(WHAT IS REQUIRED): Lay out every line of the records below as a Markdown table with the columns "No." and "Line": number each row and put the line's text beside it. Leave out blank lines.

(ENTRIES):
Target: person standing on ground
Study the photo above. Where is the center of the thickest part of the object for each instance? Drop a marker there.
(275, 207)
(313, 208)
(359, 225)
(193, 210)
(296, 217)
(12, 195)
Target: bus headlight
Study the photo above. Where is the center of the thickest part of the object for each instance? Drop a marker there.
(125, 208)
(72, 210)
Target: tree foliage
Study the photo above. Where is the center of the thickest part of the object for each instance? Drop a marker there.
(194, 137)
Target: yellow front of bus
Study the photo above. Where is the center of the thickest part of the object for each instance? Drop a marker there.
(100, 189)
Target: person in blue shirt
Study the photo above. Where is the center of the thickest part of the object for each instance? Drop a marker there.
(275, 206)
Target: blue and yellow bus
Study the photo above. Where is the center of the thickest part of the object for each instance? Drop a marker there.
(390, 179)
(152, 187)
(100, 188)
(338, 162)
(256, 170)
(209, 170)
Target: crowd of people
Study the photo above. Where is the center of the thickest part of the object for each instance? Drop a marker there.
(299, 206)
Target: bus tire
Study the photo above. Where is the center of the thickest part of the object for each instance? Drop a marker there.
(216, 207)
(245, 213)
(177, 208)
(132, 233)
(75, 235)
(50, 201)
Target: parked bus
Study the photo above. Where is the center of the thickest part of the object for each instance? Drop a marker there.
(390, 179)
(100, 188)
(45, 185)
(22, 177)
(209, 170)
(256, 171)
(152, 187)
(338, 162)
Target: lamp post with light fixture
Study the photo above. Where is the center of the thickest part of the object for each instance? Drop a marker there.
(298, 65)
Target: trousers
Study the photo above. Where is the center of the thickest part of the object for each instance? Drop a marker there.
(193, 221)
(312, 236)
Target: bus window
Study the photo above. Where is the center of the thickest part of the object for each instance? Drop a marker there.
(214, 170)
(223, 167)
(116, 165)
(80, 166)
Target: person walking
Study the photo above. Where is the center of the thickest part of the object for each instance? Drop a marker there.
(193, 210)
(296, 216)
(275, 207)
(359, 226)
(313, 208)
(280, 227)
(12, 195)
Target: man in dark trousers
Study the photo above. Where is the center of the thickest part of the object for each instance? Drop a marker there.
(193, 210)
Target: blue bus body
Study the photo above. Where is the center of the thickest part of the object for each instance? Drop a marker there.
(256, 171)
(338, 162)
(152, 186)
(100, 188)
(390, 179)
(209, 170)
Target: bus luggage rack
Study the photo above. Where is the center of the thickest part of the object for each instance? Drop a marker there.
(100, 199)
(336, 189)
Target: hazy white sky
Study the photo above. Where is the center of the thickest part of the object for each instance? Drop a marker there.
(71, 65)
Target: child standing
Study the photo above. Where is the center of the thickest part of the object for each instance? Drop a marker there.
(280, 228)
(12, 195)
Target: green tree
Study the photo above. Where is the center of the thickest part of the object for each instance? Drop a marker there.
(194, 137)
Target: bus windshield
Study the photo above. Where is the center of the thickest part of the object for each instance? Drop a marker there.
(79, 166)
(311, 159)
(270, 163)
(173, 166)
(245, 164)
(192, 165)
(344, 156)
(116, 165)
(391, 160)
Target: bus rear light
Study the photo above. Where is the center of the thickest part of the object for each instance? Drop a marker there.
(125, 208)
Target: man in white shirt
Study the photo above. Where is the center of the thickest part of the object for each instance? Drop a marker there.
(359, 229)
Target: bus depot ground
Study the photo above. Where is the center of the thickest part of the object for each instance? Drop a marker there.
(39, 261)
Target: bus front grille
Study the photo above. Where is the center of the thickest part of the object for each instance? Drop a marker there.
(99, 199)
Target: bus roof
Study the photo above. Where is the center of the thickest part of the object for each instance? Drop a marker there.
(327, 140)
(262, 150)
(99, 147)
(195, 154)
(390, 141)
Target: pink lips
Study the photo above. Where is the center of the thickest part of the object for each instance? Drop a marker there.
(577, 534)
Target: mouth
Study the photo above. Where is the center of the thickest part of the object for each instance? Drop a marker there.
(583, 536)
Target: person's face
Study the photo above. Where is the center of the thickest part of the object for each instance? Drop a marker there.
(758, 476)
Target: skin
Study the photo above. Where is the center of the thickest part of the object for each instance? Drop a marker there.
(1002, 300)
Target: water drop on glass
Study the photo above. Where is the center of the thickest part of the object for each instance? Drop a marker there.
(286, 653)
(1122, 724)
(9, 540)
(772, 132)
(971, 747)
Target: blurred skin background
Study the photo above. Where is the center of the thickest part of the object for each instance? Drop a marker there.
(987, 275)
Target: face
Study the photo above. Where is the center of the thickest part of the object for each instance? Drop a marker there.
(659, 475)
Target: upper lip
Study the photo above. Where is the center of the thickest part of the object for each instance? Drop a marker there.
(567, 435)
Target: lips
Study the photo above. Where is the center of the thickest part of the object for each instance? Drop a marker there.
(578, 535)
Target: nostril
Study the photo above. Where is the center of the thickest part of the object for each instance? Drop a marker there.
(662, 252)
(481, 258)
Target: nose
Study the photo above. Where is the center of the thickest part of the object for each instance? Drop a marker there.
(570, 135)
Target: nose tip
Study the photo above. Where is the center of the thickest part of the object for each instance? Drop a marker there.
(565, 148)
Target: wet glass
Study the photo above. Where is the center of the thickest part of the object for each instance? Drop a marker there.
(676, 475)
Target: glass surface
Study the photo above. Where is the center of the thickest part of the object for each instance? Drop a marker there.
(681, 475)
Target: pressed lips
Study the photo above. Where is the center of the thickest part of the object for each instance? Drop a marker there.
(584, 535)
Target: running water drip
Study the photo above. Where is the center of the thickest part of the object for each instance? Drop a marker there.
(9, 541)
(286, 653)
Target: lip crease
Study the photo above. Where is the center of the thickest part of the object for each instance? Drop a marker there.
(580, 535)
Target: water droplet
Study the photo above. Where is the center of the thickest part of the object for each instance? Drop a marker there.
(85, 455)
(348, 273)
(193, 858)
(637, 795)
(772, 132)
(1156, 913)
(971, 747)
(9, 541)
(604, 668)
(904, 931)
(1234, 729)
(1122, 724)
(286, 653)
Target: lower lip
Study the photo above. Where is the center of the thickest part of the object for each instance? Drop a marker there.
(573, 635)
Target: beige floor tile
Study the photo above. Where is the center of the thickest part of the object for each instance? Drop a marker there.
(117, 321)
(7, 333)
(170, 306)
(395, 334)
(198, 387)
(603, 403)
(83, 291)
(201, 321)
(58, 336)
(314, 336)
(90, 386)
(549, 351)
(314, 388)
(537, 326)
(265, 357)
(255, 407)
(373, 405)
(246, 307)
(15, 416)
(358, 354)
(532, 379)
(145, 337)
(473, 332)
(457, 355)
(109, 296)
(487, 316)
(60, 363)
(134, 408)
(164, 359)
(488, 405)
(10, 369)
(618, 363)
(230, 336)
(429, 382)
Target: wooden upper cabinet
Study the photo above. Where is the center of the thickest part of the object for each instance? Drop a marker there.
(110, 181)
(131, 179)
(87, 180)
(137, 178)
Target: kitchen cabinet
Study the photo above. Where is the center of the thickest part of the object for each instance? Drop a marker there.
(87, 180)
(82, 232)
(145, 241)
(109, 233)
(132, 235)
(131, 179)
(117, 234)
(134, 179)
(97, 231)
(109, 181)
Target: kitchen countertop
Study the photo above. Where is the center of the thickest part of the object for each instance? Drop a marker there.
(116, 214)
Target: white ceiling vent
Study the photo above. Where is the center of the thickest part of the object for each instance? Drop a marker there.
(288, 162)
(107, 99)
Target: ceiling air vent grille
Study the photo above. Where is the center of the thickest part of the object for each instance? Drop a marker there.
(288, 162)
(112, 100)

(WRITTEN SOLUTION):
| No. | Line |
|---|---|
| 1 | Target: person standing on ground |
| 2 | Study the photo above. Where is the center of the thickest part of the object for each instance? Drop a marker there. |
| 3 | (275, 207) |
| 4 | (313, 208) |
| 5 | (359, 225) |
| 6 | (193, 210) |
| 7 | (296, 217) |
| 8 | (12, 195) |
| 9 | Target: bus headlight |
| 10 | Study the photo above. Where is the center of the thickest part of the object for each instance? Drop a marker there. |
| 11 | (125, 208) |
| 12 | (72, 210) |
| 13 | Target: tree foliage |
| 14 | Study the photo above. Where is the center of the thickest part of the object for each instance? Drop a marker there. |
| 15 | (194, 137) |
| 16 | Target: yellow front of bus |
| 17 | Study the photo above. Where is the center of the thickest part of the object for each instance? Drop a marker there. |
| 18 | (100, 189) |
| 19 | Target: person in blue shirt |
| 20 | Study the photo above. Where is the center of the thickest part of the object for each instance? Drop a marker there. |
| 21 | (275, 206) |
| 22 | Target: blue and yellow bus |
| 23 | Study the photo above. Where is the center of the thickest part of the object for each instance? Drop a marker there. |
| 24 | (390, 179) |
| 25 | (152, 187) |
| 26 | (100, 188) |
| 27 | (338, 162) |
| 28 | (256, 170) |
| 29 | (209, 170) |
| 30 | Target: crowd of people |
| 31 | Study the photo above. Where is the center of the thickest part of the object for each instance? Drop a marker there. |
| 32 | (299, 206) |
| 33 | Target: bus tire |
| 34 | Study the photo above. Where is the center of the thickest part of the object for each instance? Drop a marker there. |
| 35 | (216, 207) |
| 36 | (245, 213) |
| 37 | (177, 208) |
| 38 | (132, 233) |
| 39 | (75, 235) |
| 40 | (50, 201) |
| 41 | Target: parked bus |
| 42 | Study the photo above. Where is the center of the thickest part of the object for each instance? Drop a marker there. |
| 43 | (390, 179) |
| 44 | (100, 188) |
| 45 | (45, 185) |
| 46 | (22, 177) |
| 47 | (209, 170) |
| 48 | (256, 171) |
| 49 | (152, 187) |
| 50 | (338, 162) |
| 51 | Target: lamp post with light fixture |
| 52 | Study the photo above. Where is the center of the thickest part of the object for each instance? Drop a marker there. |
| 53 | (298, 65) |
| 54 | Target: trousers |
| 55 | Study the photo above. Where is the center of the thickest part of the object for each instance? Drop a marker there. |
| 56 | (193, 221) |
| 57 | (312, 236) |
| 58 | Target: bus window |
| 59 | Study the photo above. Where is the center of the thickest part of the object for each instance? Drop a marker there. |
| 60 | (214, 170) |
| 61 | (223, 167) |
| 62 | (116, 165) |
| 63 | (80, 166) |
| 64 | Target: person walking |
| 65 | Study the photo above. Where is the center of the thickest part of the object for each instance? Drop a marker there. |
| 66 | (193, 210) |
| 67 | (296, 216) |
| 68 | (275, 207) |
| 69 | (359, 226) |
| 70 | (313, 208) |
| 71 | (280, 227) |
| 72 | (12, 195) |
| 73 | Target: man in dark trousers |
| 74 | Study the photo above. Where is the center of the thickest part of the object for each instance? Drop a marker there. |
| 75 | (193, 210) |
| 76 | Target: blue bus body |
| 77 | Study the photo above. Where is the center of the thickest part of the object for each instance? Drop a marker there. |
| 78 | (256, 171) |
| 79 | (338, 162) |
| 80 | (152, 186) |
| 81 | (100, 188) |
| 82 | (390, 179) |
| 83 | (209, 170) |
| 84 | Target: bus luggage rack |
| 85 | Study the photo above. Where is the center of the thickest part of the object for each instance? Drop a marker there. |
| 86 | (100, 199) |
| 87 | (336, 189) |
| 88 | Target: hazy white sky |
| 89 | Study the photo above. Where is the center of the thickest part of the object for each instance? Drop a marker there. |
| 90 | (71, 65) |
| 91 | Target: child standing |
| 92 | Study the photo above. Where is the center of the thickest part of the object for each instance? Drop a marker there. |
| 93 | (280, 228) |
| 94 | (12, 195) |
| 95 | Target: green tree |
| 96 | Study the photo above. Where is the center of the thickest part of the object for each instance? Drop a marker there. |
| 97 | (194, 137) |
| 98 | Target: bus windshield |
| 99 | Study the photo above. Where is the center of the thickest part of the object for each instance? Drop a marker there. |
| 100 | (79, 166) |
| 101 | (311, 159) |
| 102 | (270, 163) |
| 103 | (173, 166) |
| 104 | (245, 164) |
| 105 | (192, 165) |
| 106 | (344, 156) |
| 107 | (116, 165) |
| 108 | (391, 160) |
| 109 | Target: bus rear light |
| 110 | Study the photo above. Where is the center of the thickest part of the object for each instance? Drop a marker there. |
| 111 | (125, 208) |
| 112 | Target: man in white shirt |
| 113 | Study the photo above. Where is the center of the thickest part of the object for each instance? Drop a marker there. |
| 114 | (359, 229) |
| 115 | Target: bus depot ground |
| 116 | Study the photo above. Where is the center of the thickest part of the object for each instance? Drop a marker there. |
| 117 | (39, 261) |
| 118 | Target: bus front grille |
| 119 | Study the photo above. Where is the center of the thickest part of the object for each instance? Drop a marker there. |
| 120 | (99, 199) |
| 121 | Target: bus roof |
| 122 | Study the photo above. Where is the center of the thickest part of the object for each instance? Drop a marker there. |
| 123 | (327, 140) |
| 124 | (262, 150) |
| 125 | (99, 147) |
| 126 | (195, 154) |
| 127 | (390, 141) |
| 128 | Target: pink lips |
| 129 | Study the photo above. Where is the center of the thickest part of the object for each instance? Drop a marker there. |
| 130 | (577, 534) |
| 131 | Target: mouth |
| 132 | Study the photo above. Where is the center of the thickest part of the object for each instance? Drop a marker there. |
| 133 | (583, 536) |
| 134 | Target: person's face |
| 135 | Study the photo above. Where is the center of the thickest part of the object for each instance? Drop a marker there. |
| 136 | (758, 476) |
| 137 | Target: skin |
| 138 | Study the photo above. Where is the center of the thickest part of the object for each instance? Drop a marker there. |
| 139 | (1002, 300) |
| 140 | Target: water drop on glass |
| 141 | Study the photo above. Where is the center of the thickest part of the object for each instance? Drop a marker there. |
| 142 | (286, 653) |
| 143 | (1122, 724) |
| 144 | (9, 540) |
| 145 | (772, 132) |
| 146 | (971, 747) |
| 147 | Target: blurred skin background |
| 148 | Study the photo above. Where is the center of the thickest part of the object for each instance? Drop a marker there. |
| 149 | (987, 275) |
| 150 | Target: face |
| 151 | Study the photo above. Where is the center of the thickest part of the object for each instance? Drop a marker there. |
| 152 | (659, 475) |
| 153 | Target: upper lip |
| 154 | Study the photo above. Where is the center of the thickest part of the object for each instance? Drop a marker there. |
| 155 | (567, 435) |
| 156 | Target: lips |
| 157 | Study the photo above. Where is the center of the thickest part of the object for each instance? Drop a marker there. |
| 158 | (578, 535) |
| 159 | Target: nostril |
| 160 | Study the photo above. Where is the center of the thickest part of the object for each instance? Drop a marker there. |
| 161 | (662, 252) |
| 162 | (481, 258) |
| 163 | Target: nose |
| 164 | Study the photo above. Where is the center of the thickest part of the object for each instance? Drop a marker there. |
| 165 | (570, 135) |
| 166 | Target: nose tip |
| 167 | Study the photo above. Where is the center of the thickest part of the object for each instance? Drop a marker there. |
| 168 | (565, 148) |
| 169 | Target: wet glass |
| 170 | Study the photo above. Where is the center of the thickest part of the object for each instance? Drop a marker there. |
| 171 | (676, 475) |
| 172 | Target: glass surface |
| 173 | Study the photo above. Where is the center of the thickest part of the object for each instance? Drop a marker there. |
| 174 | (681, 475) |
| 175 | Target: pressed lips |
| 176 | Study the photo above. Where is the center of the thickest part of the object for each instance? Drop a marker there. |
| 177 | (584, 535) |
| 178 | Target: running water drip |
| 179 | Study the photo above. Where is the center of the thickest part of the object for each instance? Drop a marker there. |
| 180 | (9, 541) |
| 181 | (286, 653) |
| 182 | Target: lip crease |
| 183 | Study the photo above. Where is the center of the thickest part of the object for each instance? Drop a marker there. |
| 184 | (580, 535) |
| 185 | Target: water droplet |
| 186 | Study the photo above. Where is the center of the thickest part of the object for each instance? Drop a marker there. |
| 187 | (85, 455) |
| 188 | (348, 273) |
| 189 | (193, 858) |
| 190 | (637, 795) |
| 191 | (772, 132) |
| 192 | (1156, 913) |
| 193 | (971, 747) |
| 194 | (9, 541) |
| 195 | (604, 668) |
| 196 | (904, 931) |
| 197 | (1234, 729) |
| 198 | (1122, 724) |
| 199 | (286, 653) |
| 200 | Target: lower lip |
| 201 | Study the photo above. Where is the center of the thickest part of the object for each instance? Drop a marker there. |
| 202 | (573, 635) |
| 203 | Target: beige floor tile |
| 204 | Study the photo above. Where is the center of the thickest part of the object for each instance? Drop a marker there. |
| 205 | (117, 321) |
| 206 | (7, 333) |
| 207 | (170, 306) |
| 208 | (395, 334) |
| 209 | (198, 387) |
| 210 | (603, 403) |
| 211 | (83, 291) |
| 212 | (201, 321) |
| 213 | (58, 336) |
| 214 | (314, 336) |
| 215 | (90, 386) |
| 216 | (549, 351) |
| 217 | (314, 388) |
| 218 | (537, 326) |
| 219 | (265, 357) |
| 220 | (255, 407) |
| 221 | (373, 405) |
| 222 | (246, 307) |
| 223 | (15, 416) |
| 224 | (358, 354) |
| 225 | (532, 379) |
| 226 | (145, 337) |
| 227 | (473, 332) |
| 228 | (457, 355) |
| 229 | (109, 296) |
| 230 | (487, 316) |
| 231 | (60, 363) |
| 232 | (134, 408) |
| 233 | (164, 359) |
| 234 | (488, 405) |
| 235 | (10, 369) |
| 236 | (618, 363) |
| 237 | (230, 336) |
| 238 | (429, 382) |
| 239 | Target: wooden upper cabinet |
| 240 | Study the photo above. Where is the center of the thickest part of the object for each instance? Drop a marker there. |
| 241 | (110, 181) |
| 242 | (131, 179) |
| 243 | (87, 180) |
| 244 | (137, 178) |
| 245 | Target: kitchen cabinet |
| 246 | Study the photo above. Where is the center of the thickest part of the object for each instance? Drop a marker there. |
| 247 | (87, 180) |
| 248 | (82, 232) |
| 249 | (145, 241) |
| 250 | (109, 233) |
| 251 | (132, 235) |
| 252 | (131, 179) |
| 253 | (117, 234) |
| 254 | (134, 179) |
| 255 | (97, 231) |
| 256 | (109, 181) |
| 257 | Target: kitchen countertop |
| 258 | Study the photo above. Where is the center of the thickest part of the object for each instance? Drop a marker there. |
| 259 | (116, 214) |
| 260 | Target: white ceiling vent |
| 261 | Study the photo above. Where is the center of the thickest part of the object for each instance? Drop a marker there. |
| 262 | (288, 162) |
| 263 | (107, 99) |
| 264 | Target: ceiling air vent grille |
| 265 | Study the photo above. Where is the center of the thickest part of the object for each instance? Drop a marker there. |
| 266 | (288, 162) |
| 267 | (112, 100) |